= What needs to be done =
Search through the entries for the word "allianz" and copy every line that has it.

[Referring expression data]
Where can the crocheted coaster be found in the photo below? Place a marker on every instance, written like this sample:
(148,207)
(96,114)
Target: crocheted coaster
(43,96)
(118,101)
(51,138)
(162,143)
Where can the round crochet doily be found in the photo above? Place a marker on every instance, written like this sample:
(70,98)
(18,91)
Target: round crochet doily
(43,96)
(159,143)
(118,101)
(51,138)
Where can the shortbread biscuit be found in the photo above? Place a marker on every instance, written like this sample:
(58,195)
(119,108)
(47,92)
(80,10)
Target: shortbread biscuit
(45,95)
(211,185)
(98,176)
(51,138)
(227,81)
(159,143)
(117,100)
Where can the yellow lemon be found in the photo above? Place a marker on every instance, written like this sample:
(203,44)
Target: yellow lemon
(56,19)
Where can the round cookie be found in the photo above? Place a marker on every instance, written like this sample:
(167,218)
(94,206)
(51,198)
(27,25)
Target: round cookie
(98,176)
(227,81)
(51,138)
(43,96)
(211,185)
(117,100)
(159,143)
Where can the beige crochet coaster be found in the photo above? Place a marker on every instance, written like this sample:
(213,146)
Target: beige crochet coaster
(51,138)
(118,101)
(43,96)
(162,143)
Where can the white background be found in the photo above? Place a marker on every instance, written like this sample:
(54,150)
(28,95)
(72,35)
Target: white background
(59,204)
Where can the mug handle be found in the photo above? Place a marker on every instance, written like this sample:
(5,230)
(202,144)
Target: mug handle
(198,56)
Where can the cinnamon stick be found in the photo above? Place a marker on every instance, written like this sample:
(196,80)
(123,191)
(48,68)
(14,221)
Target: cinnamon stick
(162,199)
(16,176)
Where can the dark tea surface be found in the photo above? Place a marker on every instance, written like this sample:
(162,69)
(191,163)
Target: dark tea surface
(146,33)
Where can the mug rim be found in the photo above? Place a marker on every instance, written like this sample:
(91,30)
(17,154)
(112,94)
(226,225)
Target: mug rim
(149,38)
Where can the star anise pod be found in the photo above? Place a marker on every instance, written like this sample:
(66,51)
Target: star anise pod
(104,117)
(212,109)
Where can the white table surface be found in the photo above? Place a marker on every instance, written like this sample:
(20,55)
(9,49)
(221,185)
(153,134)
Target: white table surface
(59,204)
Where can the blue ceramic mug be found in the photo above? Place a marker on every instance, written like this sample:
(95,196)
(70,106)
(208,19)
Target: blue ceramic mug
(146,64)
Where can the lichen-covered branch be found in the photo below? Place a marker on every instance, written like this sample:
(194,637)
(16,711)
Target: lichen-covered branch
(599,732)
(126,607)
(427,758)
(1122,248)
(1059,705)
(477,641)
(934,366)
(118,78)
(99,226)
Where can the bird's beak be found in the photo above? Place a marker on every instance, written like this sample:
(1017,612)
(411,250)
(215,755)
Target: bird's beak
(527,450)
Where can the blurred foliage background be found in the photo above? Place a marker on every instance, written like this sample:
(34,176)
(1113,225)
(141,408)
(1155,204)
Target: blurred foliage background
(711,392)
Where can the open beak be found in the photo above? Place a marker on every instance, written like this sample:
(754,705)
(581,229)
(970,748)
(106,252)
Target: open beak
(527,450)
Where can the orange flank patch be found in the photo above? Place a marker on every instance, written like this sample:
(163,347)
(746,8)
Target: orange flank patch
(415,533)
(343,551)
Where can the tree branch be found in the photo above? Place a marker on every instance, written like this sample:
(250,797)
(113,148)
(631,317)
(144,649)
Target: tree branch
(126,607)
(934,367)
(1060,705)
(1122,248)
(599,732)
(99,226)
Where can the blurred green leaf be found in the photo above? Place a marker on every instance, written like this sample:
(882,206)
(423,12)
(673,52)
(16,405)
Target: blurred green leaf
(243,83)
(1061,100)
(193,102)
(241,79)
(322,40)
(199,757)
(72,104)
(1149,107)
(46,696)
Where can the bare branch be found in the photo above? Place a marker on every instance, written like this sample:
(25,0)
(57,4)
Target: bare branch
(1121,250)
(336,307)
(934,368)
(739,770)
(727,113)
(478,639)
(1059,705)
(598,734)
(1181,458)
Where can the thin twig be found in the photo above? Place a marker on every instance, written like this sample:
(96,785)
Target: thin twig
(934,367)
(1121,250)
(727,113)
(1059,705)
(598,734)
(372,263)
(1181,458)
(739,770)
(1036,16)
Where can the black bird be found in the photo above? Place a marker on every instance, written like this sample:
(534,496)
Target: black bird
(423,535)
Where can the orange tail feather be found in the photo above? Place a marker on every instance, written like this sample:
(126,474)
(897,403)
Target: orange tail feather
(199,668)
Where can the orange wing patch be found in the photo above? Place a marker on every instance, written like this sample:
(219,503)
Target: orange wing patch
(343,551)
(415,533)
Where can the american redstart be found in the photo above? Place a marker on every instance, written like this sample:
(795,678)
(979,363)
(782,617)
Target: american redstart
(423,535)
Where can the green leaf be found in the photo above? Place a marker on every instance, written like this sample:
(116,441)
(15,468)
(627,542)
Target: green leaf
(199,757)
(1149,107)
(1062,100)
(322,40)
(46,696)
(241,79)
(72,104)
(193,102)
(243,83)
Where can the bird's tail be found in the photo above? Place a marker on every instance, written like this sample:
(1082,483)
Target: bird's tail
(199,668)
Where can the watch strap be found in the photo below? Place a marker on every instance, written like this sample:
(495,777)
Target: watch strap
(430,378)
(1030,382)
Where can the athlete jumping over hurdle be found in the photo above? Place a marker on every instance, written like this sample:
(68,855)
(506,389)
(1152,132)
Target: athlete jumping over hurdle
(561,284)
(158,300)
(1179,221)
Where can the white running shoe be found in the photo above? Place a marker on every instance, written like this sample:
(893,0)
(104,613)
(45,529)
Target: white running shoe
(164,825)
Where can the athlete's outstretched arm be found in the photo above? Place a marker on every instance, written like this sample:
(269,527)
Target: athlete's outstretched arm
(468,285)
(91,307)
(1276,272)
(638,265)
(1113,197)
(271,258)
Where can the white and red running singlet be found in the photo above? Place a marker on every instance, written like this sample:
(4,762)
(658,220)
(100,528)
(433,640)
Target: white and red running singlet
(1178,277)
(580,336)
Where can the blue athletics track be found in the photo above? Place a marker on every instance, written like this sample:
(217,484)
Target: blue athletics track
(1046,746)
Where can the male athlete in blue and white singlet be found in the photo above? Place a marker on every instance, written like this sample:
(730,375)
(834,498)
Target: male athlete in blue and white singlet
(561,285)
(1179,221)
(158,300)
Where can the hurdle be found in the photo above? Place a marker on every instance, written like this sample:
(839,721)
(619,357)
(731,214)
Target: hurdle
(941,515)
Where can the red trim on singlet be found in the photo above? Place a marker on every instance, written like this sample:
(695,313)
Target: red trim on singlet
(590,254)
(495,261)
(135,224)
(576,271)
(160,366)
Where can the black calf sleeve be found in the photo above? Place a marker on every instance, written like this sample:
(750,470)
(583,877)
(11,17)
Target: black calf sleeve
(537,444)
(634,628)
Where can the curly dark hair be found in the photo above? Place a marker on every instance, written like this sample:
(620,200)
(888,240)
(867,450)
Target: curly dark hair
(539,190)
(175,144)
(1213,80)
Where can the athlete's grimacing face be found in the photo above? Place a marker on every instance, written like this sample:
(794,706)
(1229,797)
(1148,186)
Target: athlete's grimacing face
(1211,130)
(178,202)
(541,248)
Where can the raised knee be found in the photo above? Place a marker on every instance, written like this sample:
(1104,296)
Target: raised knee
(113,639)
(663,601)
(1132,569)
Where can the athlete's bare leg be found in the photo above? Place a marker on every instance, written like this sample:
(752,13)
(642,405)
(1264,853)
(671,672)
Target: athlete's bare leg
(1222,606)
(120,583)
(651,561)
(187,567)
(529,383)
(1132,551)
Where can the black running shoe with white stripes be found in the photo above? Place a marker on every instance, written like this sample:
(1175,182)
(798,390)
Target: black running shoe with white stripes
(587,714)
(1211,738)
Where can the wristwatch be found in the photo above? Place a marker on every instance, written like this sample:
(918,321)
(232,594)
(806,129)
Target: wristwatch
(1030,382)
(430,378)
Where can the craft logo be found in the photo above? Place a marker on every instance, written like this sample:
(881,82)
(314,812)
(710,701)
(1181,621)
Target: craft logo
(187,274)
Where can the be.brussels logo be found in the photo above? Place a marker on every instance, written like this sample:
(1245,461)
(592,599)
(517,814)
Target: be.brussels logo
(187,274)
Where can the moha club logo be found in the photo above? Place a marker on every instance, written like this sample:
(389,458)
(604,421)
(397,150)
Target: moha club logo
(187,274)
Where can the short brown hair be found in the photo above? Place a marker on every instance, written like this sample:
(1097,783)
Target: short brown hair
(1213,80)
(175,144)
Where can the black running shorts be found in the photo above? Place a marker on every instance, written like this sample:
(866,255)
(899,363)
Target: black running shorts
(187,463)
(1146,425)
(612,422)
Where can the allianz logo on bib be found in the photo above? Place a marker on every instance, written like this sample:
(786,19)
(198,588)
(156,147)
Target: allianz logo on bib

= Result =
Where can the allianz logo on bib be found in the photo above? Place a marker on every instance, written like this sample:
Target: allianz logo on bib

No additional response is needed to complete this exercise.